WORK REQUIRED | Print, exactly and completely, every entry in the data.

INFORMATION PROVIDED |
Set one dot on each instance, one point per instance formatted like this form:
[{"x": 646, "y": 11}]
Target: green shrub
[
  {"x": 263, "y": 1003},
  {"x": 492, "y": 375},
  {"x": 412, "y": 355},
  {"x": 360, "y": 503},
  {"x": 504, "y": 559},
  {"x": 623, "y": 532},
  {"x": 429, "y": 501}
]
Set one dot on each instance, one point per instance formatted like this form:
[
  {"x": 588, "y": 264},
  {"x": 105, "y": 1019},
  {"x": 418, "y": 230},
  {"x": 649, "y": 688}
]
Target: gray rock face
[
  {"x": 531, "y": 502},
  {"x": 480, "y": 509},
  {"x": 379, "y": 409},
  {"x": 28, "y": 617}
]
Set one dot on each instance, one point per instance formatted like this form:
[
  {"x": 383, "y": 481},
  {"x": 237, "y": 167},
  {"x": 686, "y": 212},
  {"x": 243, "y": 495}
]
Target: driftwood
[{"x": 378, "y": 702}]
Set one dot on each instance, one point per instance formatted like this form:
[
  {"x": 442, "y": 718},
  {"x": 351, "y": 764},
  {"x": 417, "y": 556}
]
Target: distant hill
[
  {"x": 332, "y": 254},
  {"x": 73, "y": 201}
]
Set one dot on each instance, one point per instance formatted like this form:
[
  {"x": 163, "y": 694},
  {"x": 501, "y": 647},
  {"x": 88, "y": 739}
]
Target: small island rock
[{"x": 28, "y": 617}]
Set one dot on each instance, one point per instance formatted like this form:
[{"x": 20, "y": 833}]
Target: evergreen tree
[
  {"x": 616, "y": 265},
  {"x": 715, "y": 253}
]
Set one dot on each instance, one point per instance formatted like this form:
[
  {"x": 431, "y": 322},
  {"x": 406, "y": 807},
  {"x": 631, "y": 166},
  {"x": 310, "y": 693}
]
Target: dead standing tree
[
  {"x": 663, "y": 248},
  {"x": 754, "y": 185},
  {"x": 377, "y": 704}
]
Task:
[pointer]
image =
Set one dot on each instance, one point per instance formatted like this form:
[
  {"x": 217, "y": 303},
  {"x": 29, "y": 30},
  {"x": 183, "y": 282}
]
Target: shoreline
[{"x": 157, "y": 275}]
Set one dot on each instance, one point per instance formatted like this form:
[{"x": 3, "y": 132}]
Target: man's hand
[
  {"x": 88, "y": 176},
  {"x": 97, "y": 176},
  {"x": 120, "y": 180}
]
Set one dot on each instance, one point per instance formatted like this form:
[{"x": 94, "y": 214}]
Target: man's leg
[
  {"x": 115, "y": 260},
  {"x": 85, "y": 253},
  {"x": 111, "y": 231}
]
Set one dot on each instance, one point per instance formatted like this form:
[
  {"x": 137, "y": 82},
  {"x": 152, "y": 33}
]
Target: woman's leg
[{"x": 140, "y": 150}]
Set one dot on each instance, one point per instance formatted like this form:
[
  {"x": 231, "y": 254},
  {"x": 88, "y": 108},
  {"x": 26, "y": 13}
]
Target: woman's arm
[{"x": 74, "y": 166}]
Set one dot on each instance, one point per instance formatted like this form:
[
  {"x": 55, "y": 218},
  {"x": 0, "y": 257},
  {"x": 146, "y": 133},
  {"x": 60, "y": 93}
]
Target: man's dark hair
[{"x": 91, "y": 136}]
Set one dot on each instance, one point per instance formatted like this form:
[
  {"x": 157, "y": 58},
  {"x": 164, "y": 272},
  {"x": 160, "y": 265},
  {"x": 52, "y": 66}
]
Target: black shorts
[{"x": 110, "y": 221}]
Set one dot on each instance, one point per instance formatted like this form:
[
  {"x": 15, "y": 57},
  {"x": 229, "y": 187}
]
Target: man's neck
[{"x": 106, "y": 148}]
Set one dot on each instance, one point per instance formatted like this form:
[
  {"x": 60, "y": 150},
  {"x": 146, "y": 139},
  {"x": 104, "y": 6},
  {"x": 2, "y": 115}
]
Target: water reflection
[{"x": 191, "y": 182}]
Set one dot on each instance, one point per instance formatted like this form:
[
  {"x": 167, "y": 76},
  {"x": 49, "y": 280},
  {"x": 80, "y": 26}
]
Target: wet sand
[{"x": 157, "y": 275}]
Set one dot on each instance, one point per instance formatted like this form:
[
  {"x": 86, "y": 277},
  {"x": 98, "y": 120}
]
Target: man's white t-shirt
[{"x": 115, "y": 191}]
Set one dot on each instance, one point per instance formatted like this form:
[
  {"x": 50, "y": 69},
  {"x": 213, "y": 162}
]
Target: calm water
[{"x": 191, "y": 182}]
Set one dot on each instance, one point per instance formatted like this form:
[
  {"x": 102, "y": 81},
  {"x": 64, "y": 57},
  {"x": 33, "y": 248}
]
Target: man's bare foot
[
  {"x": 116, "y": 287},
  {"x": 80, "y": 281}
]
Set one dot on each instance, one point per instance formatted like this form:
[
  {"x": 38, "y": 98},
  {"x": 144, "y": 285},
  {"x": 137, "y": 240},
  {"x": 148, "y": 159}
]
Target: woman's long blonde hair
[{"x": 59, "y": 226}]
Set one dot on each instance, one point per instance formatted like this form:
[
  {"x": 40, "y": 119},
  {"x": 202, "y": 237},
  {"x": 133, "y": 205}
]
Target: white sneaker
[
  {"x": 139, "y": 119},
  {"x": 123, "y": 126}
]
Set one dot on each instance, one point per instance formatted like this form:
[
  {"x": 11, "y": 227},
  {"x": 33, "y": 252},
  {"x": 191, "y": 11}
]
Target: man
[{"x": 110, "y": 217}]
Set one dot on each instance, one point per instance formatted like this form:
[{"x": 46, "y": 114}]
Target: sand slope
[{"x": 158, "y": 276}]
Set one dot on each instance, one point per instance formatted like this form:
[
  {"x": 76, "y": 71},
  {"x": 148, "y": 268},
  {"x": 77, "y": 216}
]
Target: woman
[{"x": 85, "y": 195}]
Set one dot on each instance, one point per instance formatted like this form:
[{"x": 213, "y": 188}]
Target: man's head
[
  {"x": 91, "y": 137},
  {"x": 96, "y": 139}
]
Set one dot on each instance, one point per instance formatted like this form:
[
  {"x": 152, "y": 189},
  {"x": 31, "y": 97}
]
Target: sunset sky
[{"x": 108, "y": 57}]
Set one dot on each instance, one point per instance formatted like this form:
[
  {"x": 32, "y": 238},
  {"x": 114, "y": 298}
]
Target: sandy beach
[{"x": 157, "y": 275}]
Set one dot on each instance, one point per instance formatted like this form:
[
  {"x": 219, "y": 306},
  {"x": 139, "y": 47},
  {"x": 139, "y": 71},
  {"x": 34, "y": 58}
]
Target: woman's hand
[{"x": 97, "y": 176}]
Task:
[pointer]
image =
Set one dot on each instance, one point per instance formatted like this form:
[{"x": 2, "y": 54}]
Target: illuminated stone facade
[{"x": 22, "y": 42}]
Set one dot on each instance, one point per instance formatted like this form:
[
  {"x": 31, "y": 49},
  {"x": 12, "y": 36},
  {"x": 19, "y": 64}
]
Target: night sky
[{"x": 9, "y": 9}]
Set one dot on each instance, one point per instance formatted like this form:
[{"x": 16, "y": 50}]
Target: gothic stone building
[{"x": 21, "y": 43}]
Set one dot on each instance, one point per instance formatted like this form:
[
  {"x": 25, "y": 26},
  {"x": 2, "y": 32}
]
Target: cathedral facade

RESPONSE TO THIS EXERCISE |
Set one dot on each instance, one point per instance formatted like this form:
[{"x": 646, "y": 11}]
Target: green shrub
[
  {"x": 263, "y": 1003},
  {"x": 492, "y": 375},
  {"x": 412, "y": 355},
  {"x": 360, "y": 503},
  {"x": 504, "y": 559},
  {"x": 623, "y": 532},
  {"x": 429, "y": 501}
]
Set one dot on each instance, one point per instance formatted like this form:
[
  {"x": 588, "y": 264},
  {"x": 105, "y": 1019},
  {"x": 418, "y": 230},
  {"x": 649, "y": 688}
]
Target: gray rock face
[
  {"x": 531, "y": 502},
  {"x": 480, "y": 509},
  {"x": 379, "y": 409},
  {"x": 28, "y": 617}
]
Set one dot on each instance, one point per instance formatted like this form:
[
  {"x": 383, "y": 481},
  {"x": 237, "y": 167},
  {"x": 686, "y": 212},
  {"x": 243, "y": 495}
]
Target: driftwood
[{"x": 378, "y": 702}]
Set one dot on each instance, one point per instance formatted like this form:
[
  {"x": 442, "y": 718},
  {"x": 351, "y": 764},
  {"x": 417, "y": 556}
]
Target: distant hill
[
  {"x": 332, "y": 254},
  {"x": 73, "y": 201}
]
Set one dot on each instance, one point per instance formatted like this form:
[
  {"x": 163, "y": 694},
  {"x": 501, "y": 647},
  {"x": 88, "y": 739}
]
Target: small island rock
[{"x": 28, "y": 617}]
Set one dot on each instance, one point per instance formatted like this form:
[{"x": 20, "y": 833}]
Target: evergreen tree
[
  {"x": 616, "y": 265},
  {"x": 715, "y": 253}
]
Set one dot on each instance, one point per instance formatted like this form:
[
  {"x": 431, "y": 322},
  {"x": 406, "y": 807},
  {"x": 631, "y": 166},
  {"x": 310, "y": 693}
]
Target: dead standing tree
[
  {"x": 663, "y": 248},
  {"x": 754, "y": 185},
  {"x": 377, "y": 704}
]
Task:
[pointer]
image =
Set one dot on each instance, one point per instance formatted like this form:
[
  {"x": 217, "y": 303},
  {"x": 29, "y": 30},
  {"x": 183, "y": 282}
]
Target: shoreline
[{"x": 157, "y": 275}]
Set one dot on each instance, one point per instance formatted like this form:
[{"x": 3, "y": 132}]
Target: man's hand
[
  {"x": 88, "y": 176},
  {"x": 97, "y": 176},
  {"x": 120, "y": 180}
]
Set one dot on each instance, one point per instance formatted like this form:
[{"x": 94, "y": 214}]
Target: man's leg
[
  {"x": 115, "y": 260},
  {"x": 85, "y": 253},
  {"x": 111, "y": 231}
]
Set one dot on each instance, one point per instance formatted like this form:
[
  {"x": 137, "y": 82},
  {"x": 152, "y": 33}
]
Target: woman's leg
[{"x": 140, "y": 150}]
Set one dot on each instance, one point per instance formatted like this form:
[
  {"x": 231, "y": 254},
  {"x": 88, "y": 108},
  {"x": 26, "y": 13}
]
Target: woman's arm
[{"x": 74, "y": 166}]
Set one dot on each instance, one point per instance formatted like this form:
[
  {"x": 55, "y": 218},
  {"x": 0, "y": 257},
  {"x": 146, "y": 133},
  {"x": 60, "y": 93}
]
Target: man's dark hair
[{"x": 91, "y": 136}]
Set one dot on each instance, one point per instance formatted like this form:
[
  {"x": 157, "y": 58},
  {"x": 164, "y": 272},
  {"x": 160, "y": 265},
  {"x": 52, "y": 66}
]
Target: black shorts
[{"x": 110, "y": 221}]
Set one dot on each instance, one point per instance formatted like this form:
[
  {"x": 15, "y": 57},
  {"x": 229, "y": 187}
]
Target: man's neck
[{"x": 106, "y": 148}]
Set one dot on each instance, one point per instance formatted like this form:
[
  {"x": 60, "y": 150},
  {"x": 146, "y": 139},
  {"x": 104, "y": 6},
  {"x": 2, "y": 115}
]
Target: water reflection
[{"x": 191, "y": 182}]
Set one dot on each instance, one point per instance formatted like this form:
[
  {"x": 167, "y": 76},
  {"x": 49, "y": 280},
  {"x": 80, "y": 26}
]
Target: wet sand
[{"x": 157, "y": 275}]
Set one dot on each instance, one point per instance formatted like this form:
[
  {"x": 86, "y": 277},
  {"x": 98, "y": 120}
]
Target: man's white t-shirt
[{"x": 115, "y": 191}]
Set one dot on each instance, one point per instance formatted like this form:
[
  {"x": 50, "y": 69},
  {"x": 213, "y": 162}
]
Target: calm water
[{"x": 191, "y": 182}]
Set one dot on each instance, one point per instance formatted like this form:
[
  {"x": 102, "y": 81},
  {"x": 64, "y": 57},
  {"x": 33, "y": 248}
]
Target: man's bare foot
[
  {"x": 116, "y": 287},
  {"x": 80, "y": 281}
]
Set one dot on each instance, one point per instance formatted like this form:
[
  {"x": 38, "y": 98},
  {"x": 144, "y": 285},
  {"x": 137, "y": 240},
  {"x": 148, "y": 159}
]
Target: woman's long blonde hair
[{"x": 59, "y": 226}]
Set one dot on each instance, one point per instance formatted like this form:
[
  {"x": 40, "y": 119},
  {"x": 202, "y": 237},
  {"x": 133, "y": 205}
]
Target: white sneaker
[
  {"x": 139, "y": 119},
  {"x": 123, "y": 126}
]
Set one dot on each instance, one point per instance formatted like this form:
[
  {"x": 11, "y": 227},
  {"x": 33, "y": 252},
  {"x": 191, "y": 11}
]
Target: man
[{"x": 110, "y": 217}]
Set one dot on each instance, one point per instance formatted like this form:
[{"x": 46, "y": 114}]
Target: sand slope
[{"x": 158, "y": 276}]
Set one dot on each instance, one point per instance formatted like this form:
[
  {"x": 76, "y": 71},
  {"x": 148, "y": 268},
  {"x": 77, "y": 216}
]
Target: woman
[{"x": 85, "y": 195}]
Set one dot on each instance, one point per instance formatted like this form:
[{"x": 213, "y": 188}]
Target: man's head
[
  {"x": 91, "y": 137},
  {"x": 96, "y": 139}
]
Set one dot on each instance, one point per instance formatted like this form:
[
  {"x": 152, "y": 189},
  {"x": 31, "y": 97}
]
Target: sunset sky
[{"x": 108, "y": 57}]
Set one dot on each instance, one point per instance formatted like this form:
[
  {"x": 32, "y": 238},
  {"x": 114, "y": 298}
]
Target: sandy beach
[{"x": 157, "y": 275}]
Set one dot on each instance, one point per instance formatted like this form:
[
  {"x": 219, "y": 306},
  {"x": 139, "y": 47},
  {"x": 139, "y": 71},
  {"x": 34, "y": 58}
]
Target: woman's hand
[{"x": 97, "y": 176}]
Task:
[pointer]
image =
Set one dot on each instance, one point per instance formatted like this form:
[{"x": 2, "y": 54}]
Target: illuminated stone facade
[{"x": 22, "y": 42}]
Set one dot on each instance, one point per instance formatted like this form:
[
  {"x": 31, "y": 49},
  {"x": 12, "y": 36},
  {"x": 19, "y": 64}
]
Target: night sky
[{"x": 9, "y": 9}]
Set one dot on each instance, one point per instance formatted like this form:
[{"x": 16, "y": 50}]
Target: gothic stone building
[{"x": 21, "y": 43}]
Set one dot on each instance, one point per instance formatted like this form:
[
  {"x": 25, "y": 26},
  {"x": 2, "y": 32}
]
Target: cathedral facade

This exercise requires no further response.